• [Supplied information]
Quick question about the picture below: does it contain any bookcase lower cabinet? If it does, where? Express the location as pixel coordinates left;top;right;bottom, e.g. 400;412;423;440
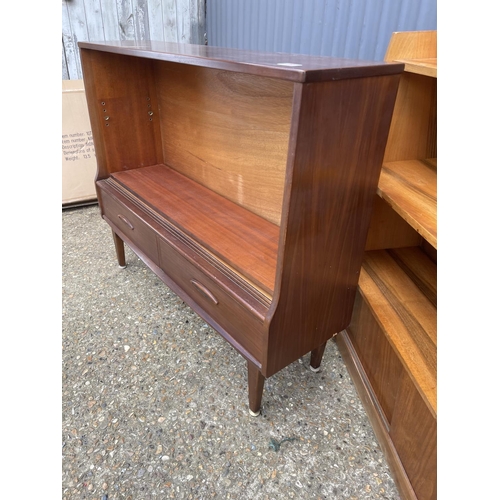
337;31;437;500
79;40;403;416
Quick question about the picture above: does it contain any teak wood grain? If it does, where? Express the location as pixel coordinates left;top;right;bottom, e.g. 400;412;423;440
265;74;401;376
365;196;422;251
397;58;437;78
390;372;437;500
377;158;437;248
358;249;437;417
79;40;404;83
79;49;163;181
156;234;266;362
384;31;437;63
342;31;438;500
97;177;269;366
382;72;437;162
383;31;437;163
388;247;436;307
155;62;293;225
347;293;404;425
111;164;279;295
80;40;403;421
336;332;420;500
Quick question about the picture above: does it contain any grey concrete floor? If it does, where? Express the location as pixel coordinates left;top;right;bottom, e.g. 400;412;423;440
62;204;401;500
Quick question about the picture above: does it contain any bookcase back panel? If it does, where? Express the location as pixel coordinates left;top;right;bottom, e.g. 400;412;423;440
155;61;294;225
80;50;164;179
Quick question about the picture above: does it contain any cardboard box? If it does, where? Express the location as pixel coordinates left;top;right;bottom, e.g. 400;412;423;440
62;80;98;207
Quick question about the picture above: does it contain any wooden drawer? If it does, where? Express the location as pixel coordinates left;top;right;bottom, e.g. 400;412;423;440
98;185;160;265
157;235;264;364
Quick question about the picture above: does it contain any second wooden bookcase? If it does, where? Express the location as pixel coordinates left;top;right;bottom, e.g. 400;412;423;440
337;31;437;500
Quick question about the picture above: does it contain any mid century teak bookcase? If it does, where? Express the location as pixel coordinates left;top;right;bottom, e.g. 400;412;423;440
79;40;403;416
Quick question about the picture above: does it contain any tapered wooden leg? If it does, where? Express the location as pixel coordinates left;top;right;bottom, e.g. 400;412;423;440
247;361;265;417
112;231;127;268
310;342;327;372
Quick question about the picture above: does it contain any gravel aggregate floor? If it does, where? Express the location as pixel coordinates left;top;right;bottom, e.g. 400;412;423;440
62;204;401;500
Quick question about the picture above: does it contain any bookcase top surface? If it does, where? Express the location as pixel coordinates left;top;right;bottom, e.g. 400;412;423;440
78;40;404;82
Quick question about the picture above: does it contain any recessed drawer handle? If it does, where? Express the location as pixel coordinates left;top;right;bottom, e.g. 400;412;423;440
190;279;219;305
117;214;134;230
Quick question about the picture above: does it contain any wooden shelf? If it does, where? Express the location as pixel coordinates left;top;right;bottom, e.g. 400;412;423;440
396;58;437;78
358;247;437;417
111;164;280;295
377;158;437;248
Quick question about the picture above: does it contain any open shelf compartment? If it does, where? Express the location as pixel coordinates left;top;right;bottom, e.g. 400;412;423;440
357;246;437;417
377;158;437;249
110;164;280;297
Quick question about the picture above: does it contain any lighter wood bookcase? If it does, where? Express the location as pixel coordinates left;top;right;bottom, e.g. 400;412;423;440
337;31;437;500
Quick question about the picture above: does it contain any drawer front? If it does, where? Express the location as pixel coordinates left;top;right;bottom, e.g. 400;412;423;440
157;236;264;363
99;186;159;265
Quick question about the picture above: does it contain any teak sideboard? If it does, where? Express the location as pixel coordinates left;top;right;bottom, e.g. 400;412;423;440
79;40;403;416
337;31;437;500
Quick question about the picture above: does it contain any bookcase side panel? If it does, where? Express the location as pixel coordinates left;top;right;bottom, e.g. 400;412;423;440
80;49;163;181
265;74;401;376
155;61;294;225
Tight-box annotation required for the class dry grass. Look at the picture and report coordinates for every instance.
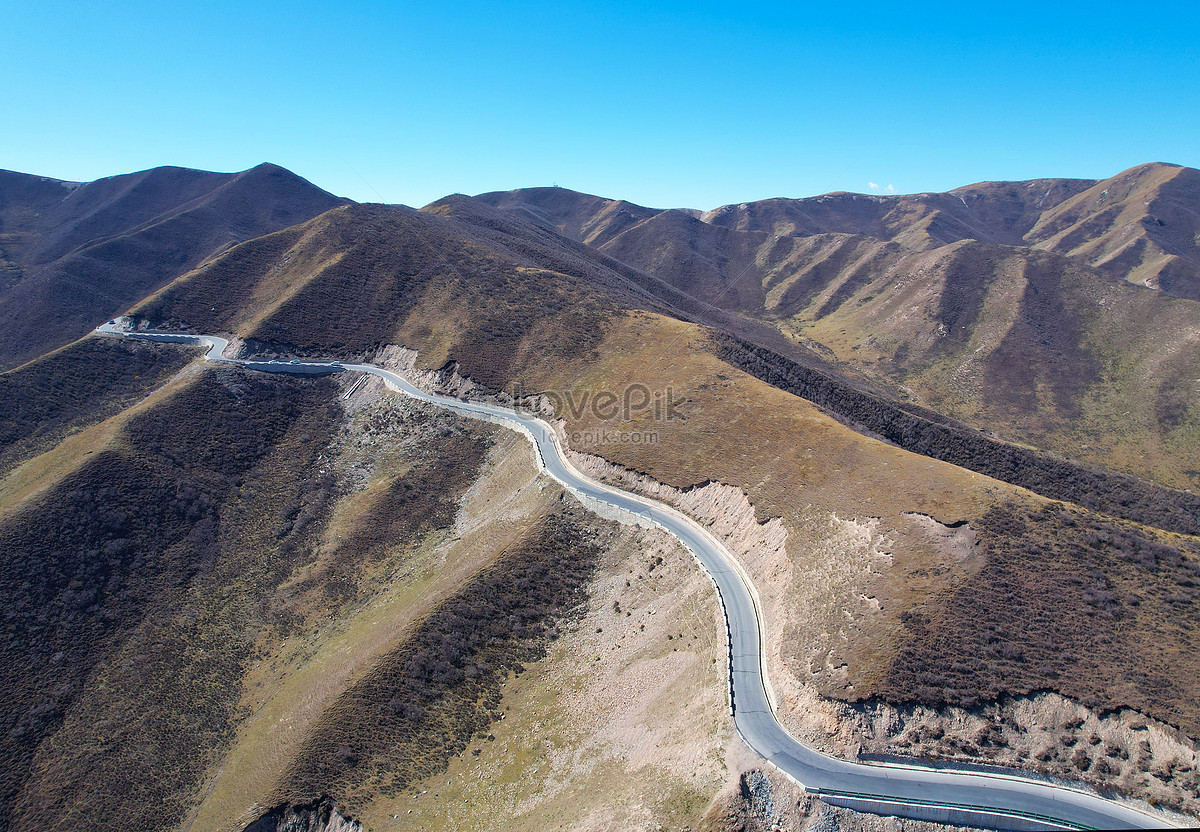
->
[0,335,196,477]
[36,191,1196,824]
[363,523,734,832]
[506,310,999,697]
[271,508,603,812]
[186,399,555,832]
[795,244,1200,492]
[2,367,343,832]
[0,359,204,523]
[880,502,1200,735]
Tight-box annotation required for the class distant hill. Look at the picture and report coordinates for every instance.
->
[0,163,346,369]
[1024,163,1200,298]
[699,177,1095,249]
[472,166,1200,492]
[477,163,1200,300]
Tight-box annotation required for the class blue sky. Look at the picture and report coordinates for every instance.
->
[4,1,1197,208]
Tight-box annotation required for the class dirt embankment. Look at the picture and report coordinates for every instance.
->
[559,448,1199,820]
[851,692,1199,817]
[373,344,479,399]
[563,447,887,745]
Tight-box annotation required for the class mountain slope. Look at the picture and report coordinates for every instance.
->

• [Problem details] Please provide an exact transcription of each line from the one holding "Tight-box annotation required for the class dirt" through the final line of the data above.

• [Response to the task]
Tight-box annotation required for the class dirt embankment. Look at the picture and report coordinates for every instance.
->
[559,448,1199,820]
[851,692,1199,817]
[373,344,479,399]
[563,447,887,745]
Tight-box annotation required for the class mountain slope. Look at the picture and report coordinates for every instance.
->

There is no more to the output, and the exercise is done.